**WORK INSTRUCTIONS**
Could you repeat all of these lines, swapping every "Target" for "Object" and changing nothing else? Leave the pictures out of your answer.

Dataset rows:
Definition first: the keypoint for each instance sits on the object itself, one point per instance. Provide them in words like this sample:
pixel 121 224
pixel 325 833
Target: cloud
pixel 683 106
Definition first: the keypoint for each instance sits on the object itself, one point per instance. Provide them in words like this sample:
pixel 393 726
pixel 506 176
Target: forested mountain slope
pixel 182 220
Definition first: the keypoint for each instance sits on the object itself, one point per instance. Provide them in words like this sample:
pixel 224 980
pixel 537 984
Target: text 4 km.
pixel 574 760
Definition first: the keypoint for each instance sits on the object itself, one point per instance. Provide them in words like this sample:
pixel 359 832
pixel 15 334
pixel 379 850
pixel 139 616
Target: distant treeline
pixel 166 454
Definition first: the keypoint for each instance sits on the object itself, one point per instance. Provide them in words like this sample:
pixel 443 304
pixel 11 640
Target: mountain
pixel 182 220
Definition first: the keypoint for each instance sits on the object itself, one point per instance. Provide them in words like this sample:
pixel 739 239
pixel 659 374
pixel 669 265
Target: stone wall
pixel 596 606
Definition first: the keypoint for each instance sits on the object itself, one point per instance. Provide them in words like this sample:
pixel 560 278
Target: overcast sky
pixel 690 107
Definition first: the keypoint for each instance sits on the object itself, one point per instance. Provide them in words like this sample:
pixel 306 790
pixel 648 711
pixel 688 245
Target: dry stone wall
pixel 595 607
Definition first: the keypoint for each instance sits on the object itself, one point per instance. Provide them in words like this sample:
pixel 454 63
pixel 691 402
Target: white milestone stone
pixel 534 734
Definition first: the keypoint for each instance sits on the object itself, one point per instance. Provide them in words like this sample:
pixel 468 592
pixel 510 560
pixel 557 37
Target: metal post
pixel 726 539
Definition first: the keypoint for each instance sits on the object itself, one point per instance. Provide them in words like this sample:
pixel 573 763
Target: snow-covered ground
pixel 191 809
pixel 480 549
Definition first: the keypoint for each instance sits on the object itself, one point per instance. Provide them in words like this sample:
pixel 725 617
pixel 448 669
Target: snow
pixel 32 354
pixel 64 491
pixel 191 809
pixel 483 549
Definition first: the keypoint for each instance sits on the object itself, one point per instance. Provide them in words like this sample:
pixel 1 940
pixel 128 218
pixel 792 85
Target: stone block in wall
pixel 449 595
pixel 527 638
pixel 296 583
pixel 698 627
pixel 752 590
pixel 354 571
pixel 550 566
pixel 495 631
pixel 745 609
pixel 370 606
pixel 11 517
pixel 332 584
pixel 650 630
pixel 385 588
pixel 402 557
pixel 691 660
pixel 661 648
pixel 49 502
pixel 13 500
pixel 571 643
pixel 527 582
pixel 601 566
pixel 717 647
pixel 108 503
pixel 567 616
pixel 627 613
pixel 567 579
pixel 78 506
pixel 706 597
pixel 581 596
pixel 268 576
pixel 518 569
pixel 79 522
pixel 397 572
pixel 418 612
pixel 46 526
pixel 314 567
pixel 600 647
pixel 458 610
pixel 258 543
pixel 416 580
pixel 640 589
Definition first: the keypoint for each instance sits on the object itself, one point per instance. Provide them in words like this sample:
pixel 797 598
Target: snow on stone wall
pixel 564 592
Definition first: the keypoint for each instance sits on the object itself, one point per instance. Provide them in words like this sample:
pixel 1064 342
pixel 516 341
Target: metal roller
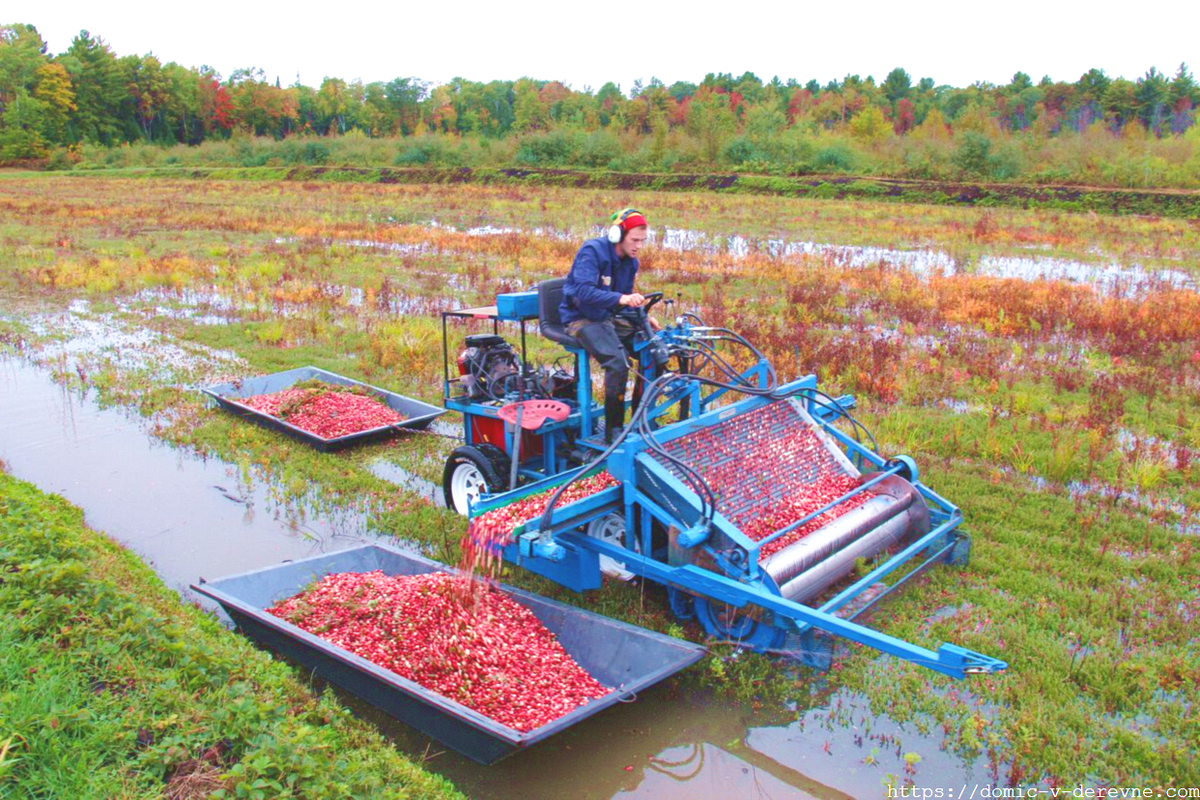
pixel 807 567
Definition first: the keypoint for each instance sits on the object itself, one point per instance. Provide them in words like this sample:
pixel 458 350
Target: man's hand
pixel 633 300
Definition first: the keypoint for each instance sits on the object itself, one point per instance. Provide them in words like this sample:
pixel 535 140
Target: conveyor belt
pixel 757 464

**RESPONSE TO THIS EXERCISE**
Definition first: the keypoint for each instance sits on the object itself, one point per instance. Provide them in words like this sample:
pixel 121 224
pixel 325 833
Object: cloud
pixel 683 106
Definition first: the keypoint for each instance sits on the object itself, one point per instance. Provide them in words like this sample:
pixel 393 726
pixel 506 176
Object: forested mountain slope
pixel 182 220
Definition first: the keypoint for each instance sits on the object itself, one point per instance. Provide them in words like this sample:
pixel 224 980
pixel 537 984
Object: text 4 km.
pixel 574 760
Definition first: the keypoint for each instance sits on the object itself, one point per instance. Provide them in words like this sample:
pixel 359 832
pixel 15 334
pixel 379 850
pixel 139 616
Object: distant treeline
pixel 166 454
Definition first: the keypoint for each instance sits on the object itself, one point per instance. Provide them in words like this sample:
pixel 443 304
pixel 11 640
Object: mountain
pixel 182 220
Definition first: the keypoint for each instance sits on the object itself, one point per instance. Provide them in words like this sample:
pixel 739 239
pixel 659 374
pixel 669 265
Object: stone wall
pixel 596 606
Definition first: the keypoint for each instance sits on the object itself, one point per instance. Provide them in words like this sample:
pixel 560 278
Object: overcast sky
pixel 690 107
Definition first: the keypoint for each instance sits on the object itself, one point per instance. Provide them in words like this sample:
pixel 306 790
pixel 648 711
pixel 688 245
Object: dry stone wall
pixel 595 607
Definition first: the keypoint for each instance sits on the object itself, one point per instance. Provide them in words like this sample:
pixel 454 63
pixel 691 402
Object: white milestone stone
pixel 534 734
Definition first: the keypoint for each instance sits on the object itself, one point per instance. Provide them in words like this sample:
pixel 468 592
pixel 510 560
pixel 557 37
Object: metal post
pixel 726 539
Definition first: the keypoint for each instance sits on the object itself, one point per instance. Provide them in words like this sample:
pixel 573 763
Object: snow-covered ground
pixel 191 809
pixel 480 549
Definition first: the keypoint for each instance sits on the object itself, one point per instance. Provide them in words like this sample:
pixel 725 617
pixel 448 669
Object: snow
pixel 32 354
pixel 64 491
pixel 191 809
pixel 483 549
Definition first: the keypoint for each instance sits on the object itself, one point per instance. Provide them in words like this sample:
pixel 1 940
pixel 128 218
pixel 792 85
Object: stone block in wall
pixel 449 595
pixel 527 638
pixel 296 583
pixel 698 627
pixel 752 590
pixel 354 571
pixel 550 566
pixel 495 631
pixel 745 609
pixel 370 606
pixel 11 517
pixel 332 584
pixel 650 630
pixel 385 588
pixel 402 557
pixel 691 660
pixel 661 648
pixel 49 502
pixel 13 500
pixel 571 643
pixel 527 582
pixel 601 566
pixel 717 647
pixel 108 503
pixel 567 616
pixel 627 613
pixel 567 579
pixel 78 506
pixel 706 597
pixel 581 596
pixel 268 576
pixel 518 569
pixel 79 522
pixel 397 572
pixel 418 612
pixel 46 526
pixel 314 567
pixel 600 647
pixel 458 610
pixel 258 543
pixel 416 580
pixel 640 589
Definition first: the keypoint for each instance sits on the object itself, one point per instance. Provide them in words like this sample:
pixel 797 598
Object: snow on stone wall
pixel 564 592
Definition first: the keypoint for each instance sits on the object itself, one point per instance. Provide them in words like this sample:
pixel 1064 342
pixel 516 341
Object: metal roller
pixel 807 567
Definition first: the keypoint for each instance sits on the object itself, one point per instance. Provide them in words like this sample:
pixel 458 350
Object: man's hand
pixel 633 300
Definition first: the keypoint for each instance sits on the object itself, one point per instance. Provide them in words like this sample:
pixel 535 140
Object: conveyor belt
pixel 757 464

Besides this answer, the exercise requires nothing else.